__Records for the task__.

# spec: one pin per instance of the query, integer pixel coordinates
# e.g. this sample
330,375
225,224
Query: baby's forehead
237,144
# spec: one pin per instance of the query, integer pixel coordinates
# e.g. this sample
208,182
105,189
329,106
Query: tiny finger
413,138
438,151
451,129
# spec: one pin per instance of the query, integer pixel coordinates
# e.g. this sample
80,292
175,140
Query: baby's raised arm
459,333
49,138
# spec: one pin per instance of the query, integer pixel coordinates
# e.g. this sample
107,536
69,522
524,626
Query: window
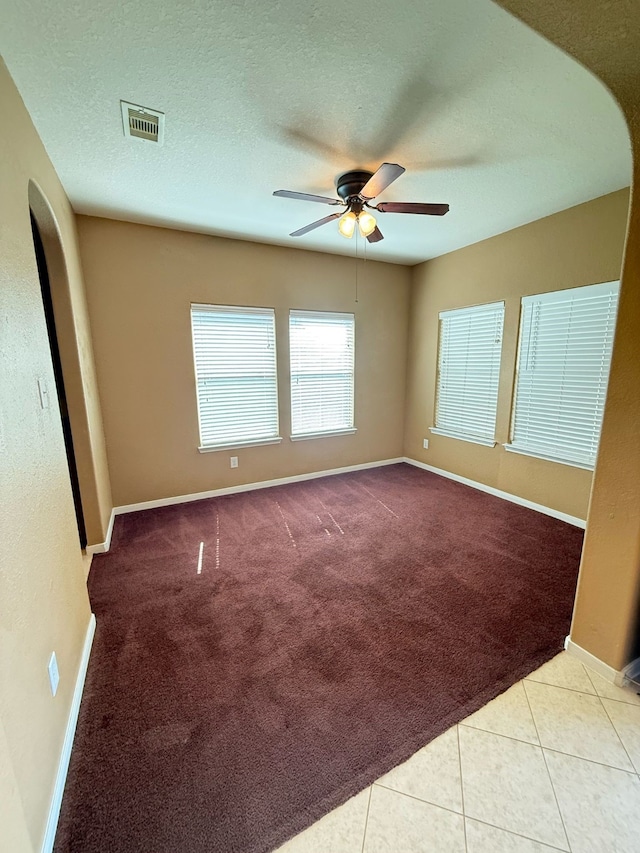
235,361
469,372
564,355
322,362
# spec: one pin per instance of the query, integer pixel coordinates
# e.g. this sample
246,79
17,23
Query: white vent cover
142,123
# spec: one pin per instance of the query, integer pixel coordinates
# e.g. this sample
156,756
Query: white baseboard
249,487
594,663
63,764
103,547
507,496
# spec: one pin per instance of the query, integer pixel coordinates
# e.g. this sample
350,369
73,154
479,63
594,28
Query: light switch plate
54,675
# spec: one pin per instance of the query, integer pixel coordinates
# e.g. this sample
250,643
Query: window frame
496,308
271,436
603,346
332,431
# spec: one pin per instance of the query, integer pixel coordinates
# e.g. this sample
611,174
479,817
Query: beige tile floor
552,764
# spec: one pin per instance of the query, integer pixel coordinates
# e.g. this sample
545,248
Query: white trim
248,487
103,547
507,496
608,672
63,764
487,442
238,445
331,432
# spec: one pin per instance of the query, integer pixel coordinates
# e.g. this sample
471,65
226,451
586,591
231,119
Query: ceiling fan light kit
356,189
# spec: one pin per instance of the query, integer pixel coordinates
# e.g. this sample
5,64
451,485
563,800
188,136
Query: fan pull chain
356,266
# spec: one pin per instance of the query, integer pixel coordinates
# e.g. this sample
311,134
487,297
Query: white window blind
469,372
566,338
235,362
322,363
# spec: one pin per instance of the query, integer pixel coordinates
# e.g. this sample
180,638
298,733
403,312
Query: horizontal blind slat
236,381
564,353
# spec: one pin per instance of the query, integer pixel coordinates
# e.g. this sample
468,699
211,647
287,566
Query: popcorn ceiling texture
606,38
484,114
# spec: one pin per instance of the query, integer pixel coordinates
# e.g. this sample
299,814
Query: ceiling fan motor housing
350,184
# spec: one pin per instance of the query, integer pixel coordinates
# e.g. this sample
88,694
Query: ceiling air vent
142,123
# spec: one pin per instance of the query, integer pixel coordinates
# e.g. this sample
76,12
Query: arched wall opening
74,411
606,620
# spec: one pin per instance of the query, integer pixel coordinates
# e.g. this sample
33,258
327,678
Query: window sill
536,455
237,445
328,434
487,442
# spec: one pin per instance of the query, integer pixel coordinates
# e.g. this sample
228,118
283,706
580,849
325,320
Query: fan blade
315,224
412,207
306,197
386,174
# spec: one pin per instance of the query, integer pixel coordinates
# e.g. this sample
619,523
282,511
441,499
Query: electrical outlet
54,675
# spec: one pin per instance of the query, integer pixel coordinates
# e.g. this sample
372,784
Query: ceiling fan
356,189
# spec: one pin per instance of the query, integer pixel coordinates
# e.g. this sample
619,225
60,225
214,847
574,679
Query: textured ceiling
483,113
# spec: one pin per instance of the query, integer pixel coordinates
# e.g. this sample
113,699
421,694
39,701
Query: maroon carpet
336,626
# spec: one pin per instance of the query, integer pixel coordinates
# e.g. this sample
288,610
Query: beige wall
43,598
582,245
140,283
606,618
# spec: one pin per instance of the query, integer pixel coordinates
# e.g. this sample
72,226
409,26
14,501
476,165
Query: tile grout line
626,752
560,686
621,701
590,761
464,817
544,758
366,820
499,734
517,834
548,749
602,705
418,799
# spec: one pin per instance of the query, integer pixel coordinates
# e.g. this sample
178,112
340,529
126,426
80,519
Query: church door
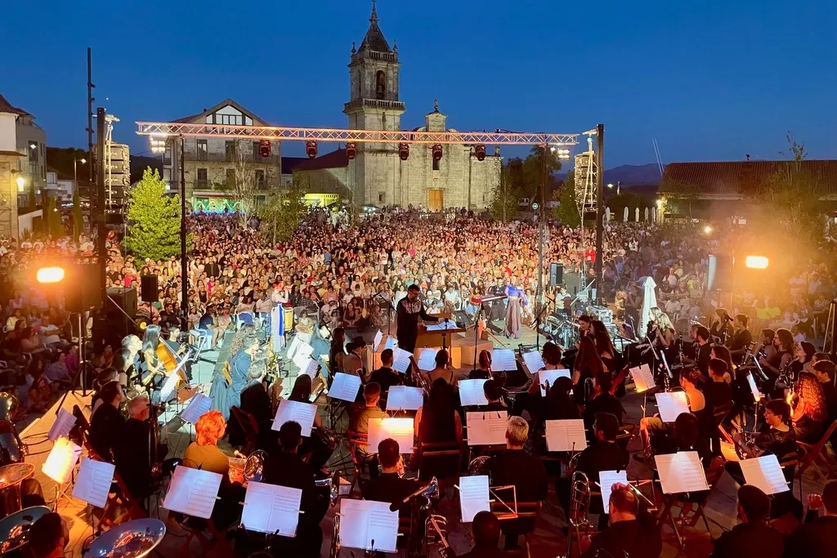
435,200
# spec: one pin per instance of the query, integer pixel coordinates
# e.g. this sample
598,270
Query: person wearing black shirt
385,376
753,537
389,486
603,401
287,469
485,532
525,472
817,537
631,532
742,337
409,311
107,423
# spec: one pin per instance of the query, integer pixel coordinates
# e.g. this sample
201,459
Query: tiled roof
333,160
739,177
6,106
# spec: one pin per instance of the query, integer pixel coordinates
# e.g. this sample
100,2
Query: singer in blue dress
516,297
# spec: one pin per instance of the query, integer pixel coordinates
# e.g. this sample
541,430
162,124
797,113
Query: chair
809,454
250,427
442,460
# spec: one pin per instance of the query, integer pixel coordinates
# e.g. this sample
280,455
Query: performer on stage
226,393
409,311
516,297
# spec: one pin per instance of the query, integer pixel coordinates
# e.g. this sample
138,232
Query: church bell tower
373,105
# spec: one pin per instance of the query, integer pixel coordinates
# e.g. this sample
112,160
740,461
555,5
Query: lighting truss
278,133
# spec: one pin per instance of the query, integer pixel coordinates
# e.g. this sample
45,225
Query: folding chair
809,454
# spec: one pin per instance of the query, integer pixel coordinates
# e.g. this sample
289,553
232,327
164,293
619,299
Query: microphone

__Exercise description__.
Each record must be repeated exactly, and no picture may be carried over.

__Response__.
# spec: one pin per instance of the query, integer pixel coordinates
# e.g. this sample
330,375
225,224
Query: baby's forehead
237,144
# spec: one pin per instance of the query, integer pixel coordinates
# e.g. this sample
208,182
105,189
329,106
Query: tiny finger
413,138
438,151
451,129
# spec: one pin per instance of the query, integer pixel coordinates
# e.g. this sample
80,292
175,140
Query: baby's raised arm
459,333
49,138
# spec: one pin per instance of the query, integer pixel coordinates
# e.g. this sample
107,536
69,522
524,626
Query: window
235,361
469,372
564,355
322,362
# spec: one pin per instance of the query, integer pixel coordinates
# e.g. this sample
246,79
17,23
Query: white vent cover
142,123
# spec: one pin per instance of the query, integer pixel coordinates
# e.g. this sample
156,756
Query: white baseboard
249,487
594,663
63,764
103,547
507,496
# spec: one pin per instance of the query, integer pixel coordinates
# e.g. this sample
350,369
73,154
479,63
594,28
Query: light switch plate
54,675
# spec: one pin per instance of the query, integer pixel coordinates
# e.g. this sample
250,643
Query: window frame
496,308
271,436
603,346
332,431
# spec: one pin per instance of the query, integer pixel coordinates
# e.g. this sample
611,174
479,817
Query: beige tile floor
552,764
# spec: one pin per instance of the query, integer pixel coordinates
# e.g. this sample
545,248
Query: white trim
248,487
103,547
507,496
608,672
63,764
487,442
238,445
331,432
# spec: one pin per instance of the query, integer pixel coordinates
# e.g. this sample
471,65
226,451
586,591
231,119
Query: ceiling fan light kit
356,189
# spec: one pin per instance of the query, integer pixel coordinates
# e.g. this sample
5,64
451,485
563,800
188,136
Query: fan pull chain
356,266
# spec: one pin per instance of the query, integer pixel coordinates
# e.g. this sample
311,134
487,297
Query: white window blind
469,372
566,338
235,362
322,363
# spec: one pin per instance of the query, integer pixel coordinates
# e.g. this sample
180,638
298,733
403,312
Query: horizontal blind slat
236,381
564,353
# spec: one pin per instance of the query, integer pixel coordinates
# e.g. this sample
468,699
211,647
287,566
Query: popcorn ceiling texture
606,38
484,114
# spec: one pin per instance of the query, integer pixel coordinates
# e.g. this sample
299,814
Query: ceiling fan motor housing
350,184
# spec: one pin per instance of the query, integer pixel coordinates
# e.g. this sample
88,694
Query: ceiling air vent
142,123
# spec: one pin per instance of the query, integer pixel coordinates
# e.g. this sample
76,12
Query: arched wall opening
74,411
606,620
# spec: one pin per instance of the query, integer pixel coordinates
# e.g. this sample
33,258
327,678
Query: window sill
536,455
237,445
328,434
487,442
# spec: one pin per instance of the query, integer pixel coordinates
# e.g. this sample
228,118
283,706
580,849
325,320
Query: fan blade
315,224
412,207
306,197
386,174
# spec: one pin per instance of the query, integer pixel coordinates
# e.g. this sample
619,523
282,511
441,499
Query: electrical outlet
54,675
# spec: one pin per instance of the query, integer pixel coordinates
# e.g. this sample
372,784
Query: ceiling fan
356,189
# spec: one pin per instance of the query, integer pixel coordinates
# e.g. this sample
619,225
60,225
214,847
574,679
Query: textured ceiling
483,113
# spec: one pin per instance of the query, integer pixel coordinates
# e.g. this sample
113,699
421,694
39,701
Query: maroon carpet
336,626
# spec: one pin per instance of the query, integer pixel coordinates
# e.g. this sample
288,610
Query: beige wall
43,598
582,245
140,283
606,618
# spec: one pin per instance of the query, integer pixel coordinates
# e.g. this sample
72,226
409,26
14,501
476,165
Query: tile grout line
626,752
560,686
621,701
590,761
464,817
544,758
366,820
499,734
517,834
548,749
602,705
418,799
# spec: one pin per instance of the query, integer pixel coordinates
# e.g. this sample
178,112
340,529
126,426
80,519
Query: church door
435,200
# spec: one pin per instance of the query, integer pixel coordinates
# e.g. this sample
598,270
Query: person wearing black shirt
385,376
753,537
389,486
603,401
287,469
485,532
525,472
817,537
631,532
742,337
409,311
107,423
# spec: one pin per instance of the query, integer pixel coordinates
# e.g. this sample
201,459
Query: tiled roof
333,160
739,177
6,106
# spec: one pin per instance of the query, integer pixel coordinates
# e.g. this sample
100,2
Query: singer in blue dress
516,297
# spec: one pin per instance of the query, integer pixel coordinates
# e.g. this sample
541,430
162,124
797,113
Query: chair
809,454
250,427
442,460
# spec: one pin per instance of the query, integer pixel coordinates
# e.g. this sample
280,455
Query: performer on stage
226,393
409,311
516,297
# spec: one pin per instance of the query, integer pixel coordinates
# e.g. this sample
138,232
Query: church bell tower
373,105
# spec: one pin per instance of the query, integer pixel coordinates
# e.g. this sample
112,160
740,461
555,5
Query: lighting truss
278,133
# spec: one pin per instance of the query, integer pixel coordinates
# e.g. this sample
45,225
Query: folding chair
809,454
# spec: one pin per instance of the query, integer pixel coordinates
# e.g. this sample
289,553
232,327
164,293
619,299
Query: microphone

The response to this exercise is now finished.